▸ DIRECTIVE:
Give every ending that the text on registering an LLP in South Dakota allows at the end of an LLP's name.

▸ SOURCE TEXT:
╭──
There are many ways to structure a company, such as a corporation, a limited liability partnership (LLP), or a sole proprietorship. With an LLP, the owners, known as partners, have limited liability and can only be held liable up to the amount they choose to invest in the company. At the same time, all of the partners are allowed to make decisions for the LLP. You must register an LLP with the South Dakota Secretary of State’s office if you want the LLP to be able to transact business as an LLP in South Dakota.
In order to become properly registered as an LLP with the South Dakota Secretary of State, a company must satisfy a number of requirements. One of these requirements is for the LLP’s name to contain “Registered Limited Liability Partnership,” “R.L.L.P.”, ”RLLP”, “L.L.P.”, “Limited Liability Partnership,” or “LLP” at the end. Generally, an LLP will need a registered agent that is willing to receive official documents on behalf of the LLP. The registered agent can be a noncommercial registered agent with a street address in South Dakota, a commercial registered agent, or someone involved in the LLP with an office address in the state. However, a domestic LLP, which is an LLP who has chosen to register as an LLP for the first time in South Dakota, can avoid this requirement if it establishes its main office in South Dakota. Every LLP will also need to file paperwork with the South Dakota Secretary of State.
╰──
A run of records
╭──
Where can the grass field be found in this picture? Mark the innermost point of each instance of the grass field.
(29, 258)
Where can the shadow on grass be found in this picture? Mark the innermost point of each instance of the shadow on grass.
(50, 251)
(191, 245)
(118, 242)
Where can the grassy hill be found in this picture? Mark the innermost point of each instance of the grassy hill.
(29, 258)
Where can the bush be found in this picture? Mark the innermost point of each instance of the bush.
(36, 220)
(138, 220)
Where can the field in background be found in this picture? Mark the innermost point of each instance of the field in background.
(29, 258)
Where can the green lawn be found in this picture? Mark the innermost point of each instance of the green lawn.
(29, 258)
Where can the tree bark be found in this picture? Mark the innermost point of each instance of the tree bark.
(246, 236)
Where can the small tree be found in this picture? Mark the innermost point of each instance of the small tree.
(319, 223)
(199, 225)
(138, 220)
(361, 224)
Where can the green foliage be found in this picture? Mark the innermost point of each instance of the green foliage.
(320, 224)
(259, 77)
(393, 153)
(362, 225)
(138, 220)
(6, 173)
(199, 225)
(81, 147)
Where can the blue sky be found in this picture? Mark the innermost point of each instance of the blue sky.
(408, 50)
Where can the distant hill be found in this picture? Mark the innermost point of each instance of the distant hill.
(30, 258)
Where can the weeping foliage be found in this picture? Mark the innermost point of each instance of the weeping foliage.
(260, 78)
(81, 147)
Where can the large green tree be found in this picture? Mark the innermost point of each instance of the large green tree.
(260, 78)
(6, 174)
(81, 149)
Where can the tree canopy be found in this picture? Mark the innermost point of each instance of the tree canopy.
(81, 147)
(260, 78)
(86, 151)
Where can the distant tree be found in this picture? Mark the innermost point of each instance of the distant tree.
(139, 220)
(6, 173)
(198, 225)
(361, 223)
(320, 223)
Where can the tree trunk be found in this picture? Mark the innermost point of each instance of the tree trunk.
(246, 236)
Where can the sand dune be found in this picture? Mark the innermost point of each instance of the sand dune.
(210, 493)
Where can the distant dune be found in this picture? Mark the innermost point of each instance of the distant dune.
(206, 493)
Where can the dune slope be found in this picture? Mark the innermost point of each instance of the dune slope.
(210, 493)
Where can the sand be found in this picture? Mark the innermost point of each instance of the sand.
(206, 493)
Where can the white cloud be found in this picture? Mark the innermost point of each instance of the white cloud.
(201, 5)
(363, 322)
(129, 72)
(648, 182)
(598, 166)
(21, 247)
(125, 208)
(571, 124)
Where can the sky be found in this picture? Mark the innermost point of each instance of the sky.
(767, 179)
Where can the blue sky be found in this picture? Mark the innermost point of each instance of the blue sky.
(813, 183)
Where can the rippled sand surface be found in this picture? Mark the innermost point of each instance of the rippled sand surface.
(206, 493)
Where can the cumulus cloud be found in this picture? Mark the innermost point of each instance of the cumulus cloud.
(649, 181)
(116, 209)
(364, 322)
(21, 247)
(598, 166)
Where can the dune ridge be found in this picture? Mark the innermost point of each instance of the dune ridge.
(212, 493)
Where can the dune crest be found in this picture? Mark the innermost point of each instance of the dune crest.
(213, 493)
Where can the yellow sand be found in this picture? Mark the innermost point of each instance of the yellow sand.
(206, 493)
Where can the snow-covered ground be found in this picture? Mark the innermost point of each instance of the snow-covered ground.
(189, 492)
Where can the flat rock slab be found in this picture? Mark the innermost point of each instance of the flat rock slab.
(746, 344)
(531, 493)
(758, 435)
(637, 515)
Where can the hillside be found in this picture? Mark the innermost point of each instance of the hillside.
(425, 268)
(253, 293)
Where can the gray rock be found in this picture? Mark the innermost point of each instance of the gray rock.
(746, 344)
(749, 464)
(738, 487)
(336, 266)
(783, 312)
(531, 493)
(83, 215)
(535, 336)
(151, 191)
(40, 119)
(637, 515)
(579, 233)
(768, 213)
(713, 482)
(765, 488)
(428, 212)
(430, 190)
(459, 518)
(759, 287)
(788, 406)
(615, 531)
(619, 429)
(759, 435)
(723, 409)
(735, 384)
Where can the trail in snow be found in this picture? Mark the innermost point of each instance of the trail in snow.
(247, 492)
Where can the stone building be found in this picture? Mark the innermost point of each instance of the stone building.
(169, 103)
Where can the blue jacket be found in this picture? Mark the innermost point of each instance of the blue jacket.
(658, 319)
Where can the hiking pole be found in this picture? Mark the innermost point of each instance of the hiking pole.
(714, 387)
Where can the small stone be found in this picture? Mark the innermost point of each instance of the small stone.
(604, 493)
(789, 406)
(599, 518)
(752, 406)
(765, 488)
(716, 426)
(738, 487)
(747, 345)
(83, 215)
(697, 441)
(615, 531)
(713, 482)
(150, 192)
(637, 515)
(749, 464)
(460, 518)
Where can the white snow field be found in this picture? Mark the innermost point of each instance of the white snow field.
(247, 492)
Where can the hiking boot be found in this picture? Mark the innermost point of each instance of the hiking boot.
╰──
▸ SOLUTION FOR THIS EXERCISE:
- Registered Limited Liability Partnership
- R.L.L.P.
- RLLP
- L.L.P.
- Limited Liability Partnership
- LLP